> _Problem details_
Write out each record below exactly as it appears, with no pictures.

> _The data_
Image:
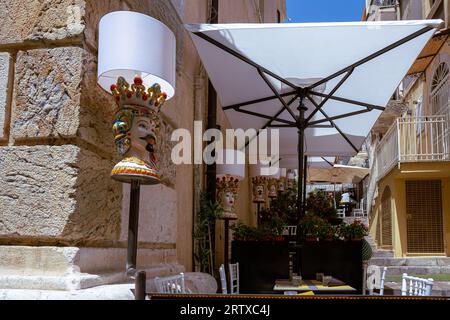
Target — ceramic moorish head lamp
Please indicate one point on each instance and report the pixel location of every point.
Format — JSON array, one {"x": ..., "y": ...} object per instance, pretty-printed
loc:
[
  {"x": 136, "y": 64},
  {"x": 229, "y": 172}
]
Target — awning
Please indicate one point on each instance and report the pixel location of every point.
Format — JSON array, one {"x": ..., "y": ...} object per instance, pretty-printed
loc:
[
  {"x": 337, "y": 174},
  {"x": 429, "y": 52}
]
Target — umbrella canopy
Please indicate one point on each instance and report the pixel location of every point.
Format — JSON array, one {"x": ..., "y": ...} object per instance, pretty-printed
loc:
[
  {"x": 347, "y": 69},
  {"x": 322, "y": 85},
  {"x": 337, "y": 174}
]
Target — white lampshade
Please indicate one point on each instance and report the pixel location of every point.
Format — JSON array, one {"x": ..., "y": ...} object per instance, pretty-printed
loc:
[
  {"x": 131, "y": 44},
  {"x": 230, "y": 162}
]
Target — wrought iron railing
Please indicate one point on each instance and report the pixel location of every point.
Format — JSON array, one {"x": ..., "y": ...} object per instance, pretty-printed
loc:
[{"x": 414, "y": 139}]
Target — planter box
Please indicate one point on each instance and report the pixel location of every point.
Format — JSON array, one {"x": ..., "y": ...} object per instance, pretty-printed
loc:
[
  {"x": 260, "y": 264},
  {"x": 340, "y": 259}
]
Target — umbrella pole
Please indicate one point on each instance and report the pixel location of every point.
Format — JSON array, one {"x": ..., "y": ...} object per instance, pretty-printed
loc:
[
  {"x": 305, "y": 169},
  {"x": 301, "y": 165}
]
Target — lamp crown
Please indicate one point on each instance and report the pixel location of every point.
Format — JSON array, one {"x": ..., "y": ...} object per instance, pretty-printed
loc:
[
  {"x": 227, "y": 183},
  {"x": 137, "y": 94},
  {"x": 259, "y": 180}
]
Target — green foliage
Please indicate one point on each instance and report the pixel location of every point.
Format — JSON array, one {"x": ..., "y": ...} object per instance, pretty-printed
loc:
[
  {"x": 354, "y": 231},
  {"x": 321, "y": 204},
  {"x": 285, "y": 206},
  {"x": 244, "y": 232},
  {"x": 206, "y": 216}
]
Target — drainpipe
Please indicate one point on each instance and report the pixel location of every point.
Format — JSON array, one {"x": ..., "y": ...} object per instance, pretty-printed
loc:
[
  {"x": 212, "y": 124},
  {"x": 212, "y": 113}
]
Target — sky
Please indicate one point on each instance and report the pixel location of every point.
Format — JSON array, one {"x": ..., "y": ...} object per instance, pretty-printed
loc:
[{"x": 324, "y": 10}]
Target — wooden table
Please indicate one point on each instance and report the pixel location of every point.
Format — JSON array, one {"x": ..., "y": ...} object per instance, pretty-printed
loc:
[{"x": 336, "y": 287}]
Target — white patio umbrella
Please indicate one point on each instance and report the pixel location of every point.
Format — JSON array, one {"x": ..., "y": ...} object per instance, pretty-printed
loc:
[
  {"x": 340, "y": 75},
  {"x": 337, "y": 174}
]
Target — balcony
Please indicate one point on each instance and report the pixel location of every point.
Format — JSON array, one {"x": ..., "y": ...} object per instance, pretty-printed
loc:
[{"x": 414, "y": 139}]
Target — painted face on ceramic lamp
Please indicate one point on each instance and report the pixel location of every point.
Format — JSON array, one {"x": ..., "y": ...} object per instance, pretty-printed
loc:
[
  {"x": 143, "y": 139},
  {"x": 259, "y": 191},
  {"x": 228, "y": 200}
]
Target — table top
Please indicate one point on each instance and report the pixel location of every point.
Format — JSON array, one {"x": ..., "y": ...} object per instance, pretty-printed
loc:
[{"x": 312, "y": 285}]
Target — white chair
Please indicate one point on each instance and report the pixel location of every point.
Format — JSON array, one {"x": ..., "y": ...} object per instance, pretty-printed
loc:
[
  {"x": 375, "y": 279},
  {"x": 171, "y": 284},
  {"x": 358, "y": 213},
  {"x": 414, "y": 286},
  {"x": 223, "y": 279},
  {"x": 234, "y": 277}
]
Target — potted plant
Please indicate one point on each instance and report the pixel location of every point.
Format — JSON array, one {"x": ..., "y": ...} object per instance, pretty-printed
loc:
[
  {"x": 355, "y": 231},
  {"x": 312, "y": 227}
]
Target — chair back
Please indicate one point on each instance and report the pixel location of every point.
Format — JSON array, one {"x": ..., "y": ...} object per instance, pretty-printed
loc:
[
  {"x": 223, "y": 279},
  {"x": 414, "y": 286},
  {"x": 234, "y": 277},
  {"x": 358, "y": 213},
  {"x": 171, "y": 284},
  {"x": 375, "y": 279}
]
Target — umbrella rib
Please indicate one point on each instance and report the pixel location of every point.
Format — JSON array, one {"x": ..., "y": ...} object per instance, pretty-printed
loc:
[
  {"x": 260, "y": 115},
  {"x": 374, "y": 55},
  {"x": 243, "y": 58},
  {"x": 266, "y": 80},
  {"x": 271, "y": 120},
  {"x": 243, "y": 104},
  {"x": 336, "y": 127},
  {"x": 349, "y": 101},
  {"x": 330, "y": 94},
  {"x": 327, "y": 161},
  {"x": 350, "y": 114}
]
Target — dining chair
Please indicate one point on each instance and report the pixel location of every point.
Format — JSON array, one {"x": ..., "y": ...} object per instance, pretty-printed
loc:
[
  {"x": 358, "y": 213},
  {"x": 290, "y": 231},
  {"x": 234, "y": 277},
  {"x": 340, "y": 213},
  {"x": 415, "y": 286},
  {"x": 223, "y": 279},
  {"x": 170, "y": 284},
  {"x": 375, "y": 279}
]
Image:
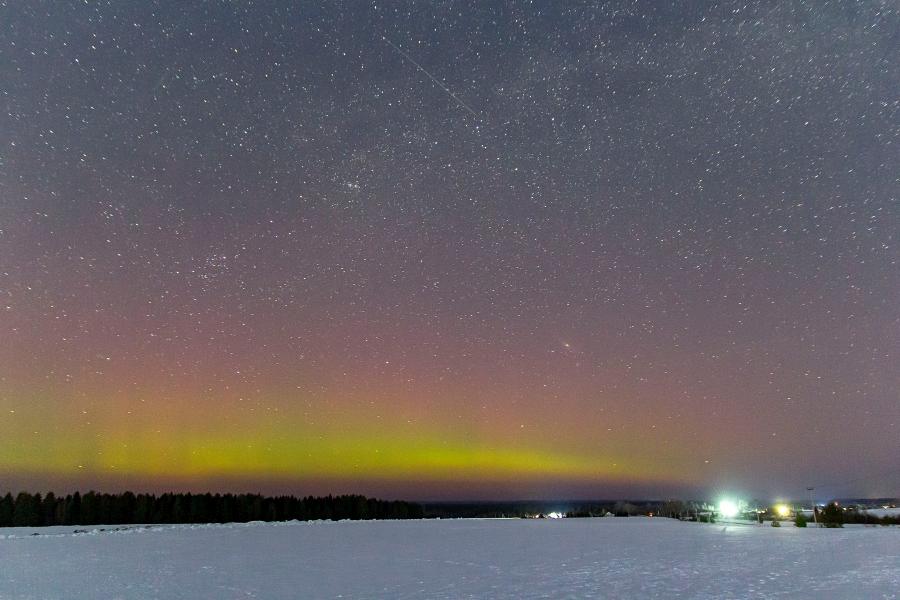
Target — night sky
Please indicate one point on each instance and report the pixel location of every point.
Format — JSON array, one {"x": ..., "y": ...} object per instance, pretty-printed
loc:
[{"x": 450, "y": 250}]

> _Task solution_
Image:
Target — ceramic moorish head lamp
Please indicate one point on each instance and report the pixel location of every point.
Format — JSON array, one {"x": ..., "y": ...} object per instance, pretty-printed
loc:
[
  {"x": 136, "y": 64},
  {"x": 229, "y": 172}
]
Target — awning
Please indicate one point on each instance and report the pixel location of every point.
Format — JSON array, one {"x": ..., "y": ...} object per instance, pretty-printed
loc:
[
  {"x": 337, "y": 174},
  {"x": 429, "y": 52}
]
Target — umbrella canopy
Please indicate one point on each instance and report the pixel location of every point.
Format — JSON array, one {"x": ..., "y": ...} object per instance, pretty-printed
loc:
[
  {"x": 347, "y": 69},
  {"x": 322, "y": 85},
  {"x": 337, "y": 174}
]
Target — white lampshade
Please indicate one point on each instance and report the pixel location of every point.
Format — JSON array, one {"x": ..., "y": ...} object per instance, pretty-printed
loc:
[
  {"x": 131, "y": 44},
  {"x": 230, "y": 162}
]
Target — wrought iron railing
Please indicate one point on each instance and report the pixel location of every point.
Format — JSON array, one {"x": ..., "y": ...} object per instance, pretty-printed
loc:
[{"x": 414, "y": 139}]
Target — planter box
Please indicate one point on each instance and report the pixel location of every point.
Format — JSON array, one {"x": ..., "y": ...} object per instance, pretty-printed
loc:
[
  {"x": 260, "y": 264},
  {"x": 340, "y": 259}
]
Target — umbrella pole
Please indicate one point on each instance and report the pixel location of every point.
Format — JSON array, one {"x": ..., "y": ...} object per instance, pretty-printed
loc:
[
  {"x": 305, "y": 169},
  {"x": 301, "y": 165}
]
Target — lamp crown
Please indicate one point on each instance and report the pixel location of every point.
Format — JSON array, one {"x": ..., "y": ...} object per instance, pretty-printed
loc:
[
  {"x": 227, "y": 183},
  {"x": 137, "y": 94},
  {"x": 259, "y": 180}
]
Target — green foliage
Please indicate one point on each instance and report the pixel location of every point.
Format — JSON array, one {"x": ..., "y": ...} object per instance, pretty-printed
loc:
[
  {"x": 354, "y": 231},
  {"x": 321, "y": 204},
  {"x": 285, "y": 206},
  {"x": 244, "y": 232},
  {"x": 206, "y": 216}
]
Target — drainpipe
Please indicate one point on each instance and report the pixel location of every point.
Format — JSON array, one {"x": ..., "y": ...} object per instance, pretty-printed
loc:
[
  {"x": 212, "y": 124},
  {"x": 212, "y": 113}
]
Target — sky
Please indicate one point on each instance and report the pixel location of every point.
Format — JSON array, one {"x": ..., "y": ...} object per instance, pretty-printed
loc:
[{"x": 324, "y": 10}]
Target — wooden table
Please indicate one point on each instance and report the pixel location of every point.
Format — JSON array, one {"x": ..., "y": ...} object per instance, pretty-printed
loc:
[{"x": 336, "y": 287}]
Target — white patio umbrella
Please indicate one point on each instance and report the pixel location of every point.
Format — JSON array, one {"x": ..., "y": ...} object per instance, pretty-printed
loc:
[
  {"x": 340, "y": 75},
  {"x": 337, "y": 174}
]
Target — balcony
Please indicate one point on each instance and report the pixel location of every point.
Format — JSON array, one {"x": ..., "y": ...} object per instance, pretty-printed
loc:
[{"x": 414, "y": 139}]
Target — painted face on ceramic lamp
Please indicate one point on each instance and report the pixel location of every point.
Format — JSON array, one {"x": ..., "y": ...} object per instance, pretty-printed
loc:
[
  {"x": 143, "y": 139},
  {"x": 259, "y": 191},
  {"x": 228, "y": 200}
]
Target — table top
Please indicate one point on each instance and report the pixel location of every point.
Format — JSON array, one {"x": ..., "y": ...} object per instance, pretty-printed
loc:
[{"x": 312, "y": 285}]
Target — white chair
Please indicate one point on each instance and report the pixel location of every point.
Format — JSON array, one {"x": ..., "y": ...} object per instance, pretty-printed
loc:
[
  {"x": 375, "y": 279},
  {"x": 171, "y": 284},
  {"x": 358, "y": 213},
  {"x": 414, "y": 286},
  {"x": 223, "y": 279},
  {"x": 234, "y": 277}
]
Target — potted plant
Please indicate one point on each instance and report the pixel location of every point.
Format — JSON array, one {"x": ..., "y": ...} object per instance, pretty-printed
loc:
[
  {"x": 355, "y": 231},
  {"x": 312, "y": 227}
]
Target — chair back
Please indicate one point on each instance and report the pixel location of every point.
Format — JSON array, one {"x": ..., "y": ...} object per instance, pretty-printed
loc:
[
  {"x": 223, "y": 279},
  {"x": 414, "y": 286},
  {"x": 234, "y": 277},
  {"x": 358, "y": 213},
  {"x": 171, "y": 284},
  {"x": 375, "y": 279}
]
Target — umbrella rib
Please indicate one point on each instance and report the pixel location of every point.
Format — JSON array, one {"x": ..., "y": ...} object per instance, pretty-printed
loc:
[
  {"x": 260, "y": 115},
  {"x": 374, "y": 55},
  {"x": 243, "y": 58},
  {"x": 266, "y": 80},
  {"x": 271, "y": 120},
  {"x": 243, "y": 104},
  {"x": 336, "y": 127},
  {"x": 349, "y": 101},
  {"x": 330, "y": 94},
  {"x": 327, "y": 161},
  {"x": 350, "y": 114}
]
Target — dining chair
Please indicate one point on each instance and report the pixel location of every point.
Format — JSON array, one {"x": ..., "y": ...} object per instance, pretty-printed
loc:
[
  {"x": 358, "y": 213},
  {"x": 290, "y": 231},
  {"x": 234, "y": 277},
  {"x": 340, "y": 213},
  {"x": 415, "y": 286},
  {"x": 223, "y": 279},
  {"x": 170, "y": 284},
  {"x": 375, "y": 279}
]
Image:
Target — night sky
Please indicate one point on each instance and report the pixel location of every point.
Format — JSON array, one {"x": ..., "y": ...} object per instance, pretty-printed
loc:
[{"x": 450, "y": 250}]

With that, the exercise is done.